• **Challenge**
Please repeat all of the listing exactly.
::: Information provided
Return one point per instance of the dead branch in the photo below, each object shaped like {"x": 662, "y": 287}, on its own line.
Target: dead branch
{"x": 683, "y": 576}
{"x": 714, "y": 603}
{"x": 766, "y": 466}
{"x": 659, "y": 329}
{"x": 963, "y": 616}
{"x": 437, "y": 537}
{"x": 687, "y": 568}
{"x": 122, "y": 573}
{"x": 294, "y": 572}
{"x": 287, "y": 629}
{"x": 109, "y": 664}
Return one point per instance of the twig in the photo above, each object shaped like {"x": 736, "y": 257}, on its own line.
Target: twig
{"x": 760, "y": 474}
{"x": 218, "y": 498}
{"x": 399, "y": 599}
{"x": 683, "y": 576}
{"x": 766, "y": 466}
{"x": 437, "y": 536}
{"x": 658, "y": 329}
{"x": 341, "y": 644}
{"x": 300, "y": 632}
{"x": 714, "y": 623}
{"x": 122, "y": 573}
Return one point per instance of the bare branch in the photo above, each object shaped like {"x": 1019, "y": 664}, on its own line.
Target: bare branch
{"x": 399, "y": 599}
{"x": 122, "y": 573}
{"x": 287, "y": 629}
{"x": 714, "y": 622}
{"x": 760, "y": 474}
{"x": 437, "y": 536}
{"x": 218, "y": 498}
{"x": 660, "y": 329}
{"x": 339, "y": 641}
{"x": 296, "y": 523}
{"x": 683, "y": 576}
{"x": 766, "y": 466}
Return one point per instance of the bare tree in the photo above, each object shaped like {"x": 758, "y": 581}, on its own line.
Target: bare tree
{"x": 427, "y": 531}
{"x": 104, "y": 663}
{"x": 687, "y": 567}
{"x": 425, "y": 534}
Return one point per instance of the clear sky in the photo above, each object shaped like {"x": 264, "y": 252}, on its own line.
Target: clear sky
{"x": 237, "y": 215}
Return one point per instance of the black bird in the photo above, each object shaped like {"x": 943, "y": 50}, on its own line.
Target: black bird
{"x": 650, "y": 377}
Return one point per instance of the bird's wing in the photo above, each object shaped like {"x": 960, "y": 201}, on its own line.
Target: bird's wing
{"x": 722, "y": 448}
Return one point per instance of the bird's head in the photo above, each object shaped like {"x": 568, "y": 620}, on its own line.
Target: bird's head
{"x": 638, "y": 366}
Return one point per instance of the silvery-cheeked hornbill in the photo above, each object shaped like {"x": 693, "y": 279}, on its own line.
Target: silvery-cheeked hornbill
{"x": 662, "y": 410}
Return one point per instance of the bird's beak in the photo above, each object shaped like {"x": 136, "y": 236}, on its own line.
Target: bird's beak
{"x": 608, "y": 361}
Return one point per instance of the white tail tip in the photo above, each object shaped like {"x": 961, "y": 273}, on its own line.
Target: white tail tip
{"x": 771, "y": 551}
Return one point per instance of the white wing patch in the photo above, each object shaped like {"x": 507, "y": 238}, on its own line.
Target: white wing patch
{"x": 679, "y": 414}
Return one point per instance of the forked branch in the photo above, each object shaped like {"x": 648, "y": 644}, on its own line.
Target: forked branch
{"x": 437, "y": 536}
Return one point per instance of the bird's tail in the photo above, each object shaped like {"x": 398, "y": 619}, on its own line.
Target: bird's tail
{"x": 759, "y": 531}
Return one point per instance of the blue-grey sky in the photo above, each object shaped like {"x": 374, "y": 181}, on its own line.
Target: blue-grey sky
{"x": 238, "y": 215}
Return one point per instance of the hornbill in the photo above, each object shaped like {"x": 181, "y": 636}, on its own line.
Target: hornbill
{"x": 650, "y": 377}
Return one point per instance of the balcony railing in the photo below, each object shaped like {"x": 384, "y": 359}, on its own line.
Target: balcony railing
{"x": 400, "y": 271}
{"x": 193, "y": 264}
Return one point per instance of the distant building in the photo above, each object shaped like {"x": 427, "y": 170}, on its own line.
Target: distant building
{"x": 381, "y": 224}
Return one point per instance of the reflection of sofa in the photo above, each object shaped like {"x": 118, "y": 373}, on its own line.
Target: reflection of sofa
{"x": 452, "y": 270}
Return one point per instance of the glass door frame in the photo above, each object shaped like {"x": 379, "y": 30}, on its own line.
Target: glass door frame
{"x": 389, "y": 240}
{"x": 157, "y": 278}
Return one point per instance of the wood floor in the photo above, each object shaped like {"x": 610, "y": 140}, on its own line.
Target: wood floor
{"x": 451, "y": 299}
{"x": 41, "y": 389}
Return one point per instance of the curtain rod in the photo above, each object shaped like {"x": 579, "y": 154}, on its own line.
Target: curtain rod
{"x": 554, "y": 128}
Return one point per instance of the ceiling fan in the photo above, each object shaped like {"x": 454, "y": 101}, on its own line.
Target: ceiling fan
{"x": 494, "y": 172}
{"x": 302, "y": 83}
::::::
• **Exercise answer**
Return one point per instance of the dead branch in the photo below, each object shaped like {"x": 662, "y": 287}, on its own line.
Target: dead branch
{"x": 683, "y": 576}
{"x": 714, "y": 603}
{"x": 766, "y": 466}
{"x": 659, "y": 329}
{"x": 963, "y": 616}
{"x": 437, "y": 537}
{"x": 687, "y": 568}
{"x": 122, "y": 573}
{"x": 294, "y": 572}
{"x": 287, "y": 629}
{"x": 109, "y": 664}
Return one point per instance of the twig in the photo above, each object shaped like {"x": 736, "y": 257}, on its own line.
Target: twig
{"x": 760, "y": 474}
{"x": 218, "y": 498}
{"x": 399, "y": 599}
{"x": 683, "y": 576}
{"x": 766, "y": 466}
{"x": 437, "y": 536}
{"x": 658, "y": 329}
{"x": 341, "y": 644}
{"x": 300, "y": 632}
{"x": 714, "y": 623}
{"x": 122, "y": 573}
Return one point per instance of the bare branch in the photo above, each object shaped like {"x": 1019, "y": 664}, on its own line.
Target: bare branch
{"x": 399, "y": 599}
{"x": 122, "y": 573}
{"x": 287, "y": 629}
{"x": 714, "y": 622}
{"x": 760, "y": 474}
{"x": 437, "y": 536}
{"x": 218, "y": 498}
{"x": 660, "y": 329}
{"x": 339, "y": 641}
{"x": 296, "y": 523}
{"x": 683, "y": 576}
{"x": 766, "y": 466}
Return one point per instance of the bare tree in the photo above, each object shaped like {"x": 758, "y": 581}, on its own line.
Target: bare tree
{"x": 427, "y": 531}
{"x": 104, "y": 663}
{"x": 687, "y": 567}
{"x": 425, "y": 534}
Return one point per instance of the clear sky in the photo above, each object shaped like {"x": 264, "y": 252}, on its own line.
Target: clear sky
{"x": 237, "y": 215}
Return one point per instance of the black bird in the photo above, each object shaped like {"x": 943, "y": 50}, on its own line.
Target: black bird
{"x": 650, "y": 377}
Return one point per instance of the bird's wing in the photo above, each object shaped like {"x": 960, "y": 201}, on its own line.
Target: bird's wing
{"x": 722, "y": 448}
Return one point per instance of the bird's head in the photo above, each object shaped like {"x": 568, "y": 620}, on its own line.
Target: bird's head
{"x": 638, "y": 366}
Return one point per instance of the silvery-cheeked hornbill in the photo above, each object shaped like {"x": 693, "y": 279}, on its own line.
Target: silvery-cheeked hornbill
{"x": 662, "y": 410}
Return one point per instance of the bird's beak in the photo above, each object shaped like {"x": 136, "y": 236}, on its own line.
Target: bird's beak
{"x": 608, "y": 361}
Return one point per instance of the white tail tip in the photo above, each object shaped like {"x": 961, "y": 273}, on its own line.
Target: white tail tip
{"x": 771, "y": 551}
Return one point per instance of the white wing patch in the photo above, each object shaped like {"x": 507, "y": 238}, on its own line.
Target: white wing patch
{"x": 679, "y": 414}
Return one point per instance of the forked branch in the photo above, each object shaped like {"x": 648, "y": 644}, on its own line.
Target: forked branch
{"x": 437, "y": 536}
Return one point per instance of the bird's tail in the photo above, each object shaped like {"x": 398, "y": 619}, on its own line.
Target: bird's tail
{"x": 759, "y": 531}
Return one point per instance of the blue-grey sky in the photo above, each object shaped like {"x": 374, "y": 181}, on its own line.
Target: blue-grey sky
{"x": 238, "y": 215}
Return one point per instance of the hornbill in the photo above, each object shaped like {"x": 181, "y": 636}, on its own line.
Target: hornbill
{"x": 650, "y": 377}
Return one point per instance of the balcony railing in the photo below, each object shaped like {"x": 384, "y": 359}, on its own line.
Target: balcony railing
{"x": 400, "y": 271}
{"x": 193, "y": 264}
Return one point per instance of the distant building in the photo above, each object shaped like {"x": 427, "y": 170}, on its own line.
Target: distant building
{"x": 381, "y": 224}
Return one point per instance of the reflection of sofa in the photo above, each object shaped like {"x": 118, "y": 373}, on its own line.
Target: reflection of sofa
{"x": 452, "y": 270}
Return one point per instance of the glass door frame in the photo above, each object shaped like {"x": 379, "y": 30}, on its own line.
Target: glass door frame
{"x": 389, "y": 240}
{"x": 157, "y": 278}
Return one point per instance of the wood floor in the photo above, each object shaped like {"x": 610, "y": 140}, on its own line.
Target: wood floor
{"x": 451, "y": 299}
{"x": 41, "y": 389}
Return one point per instance of the curtain rod in the photo above, each object shaped like {"x": 579, "y": 154}, on its own line.
Target: curtain rod
{"x": 554, "y": 128}
Return one point per instance of the ceiling fan in the photo above, each object shaped like {"x": 454, "y": 101}, on its own line.
Target: ceiling fan
{"x": 494, "y": 172}
{"x": 302, "y": 83}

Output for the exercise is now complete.